◆ **PROVIDED ENTRIES**
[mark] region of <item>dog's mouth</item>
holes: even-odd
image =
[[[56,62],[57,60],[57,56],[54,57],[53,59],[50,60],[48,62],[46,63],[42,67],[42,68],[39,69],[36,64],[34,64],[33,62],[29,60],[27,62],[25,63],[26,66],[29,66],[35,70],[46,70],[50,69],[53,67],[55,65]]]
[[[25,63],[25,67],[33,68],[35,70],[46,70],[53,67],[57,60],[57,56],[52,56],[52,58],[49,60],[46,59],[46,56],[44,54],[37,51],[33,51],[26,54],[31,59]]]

◆ **WHAT TO PRODUCE**
Write out the records above again, character for character.

◆ **EXERCISE SOLUTION**
[mark] region of <item>dog's mouth</item>
holes: even-odd
image =
[[[56,62],[57,60],[57,56],[54,57],[53,59],[50,60],[48,62],[46,63],[42,67],[42,68],[39,69],[36,64],[34,64],[33,62],[29,60],[27,62],[25,63],[26,66],[29,66],[35,70],[46,70],[50,69],[53,67],[55,65]]]
[[[25,63],[25,67],[33,68],[35,70],[46,70],[53,67],[57,60],[57,56],[52,56],[52,58],[49,60],[46,59],[46,56],[44,54],[37,51],[33,51],[26,54],[31,59]]]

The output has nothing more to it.